Input material
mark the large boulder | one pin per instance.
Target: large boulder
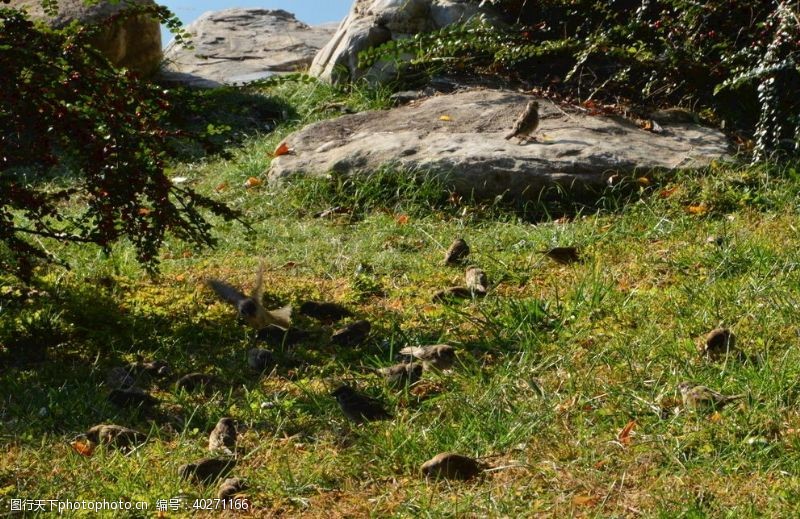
(239, 45)
(460, 137)
(132, 42)
(373, 22)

What to produce
Leave out the pictures and copy every record above exactly.

Worked solution
mark the large boulder | one pin per instance.
Target: large boulder
(239, 45)
(460, 137)
(132, 42)
(373, 22)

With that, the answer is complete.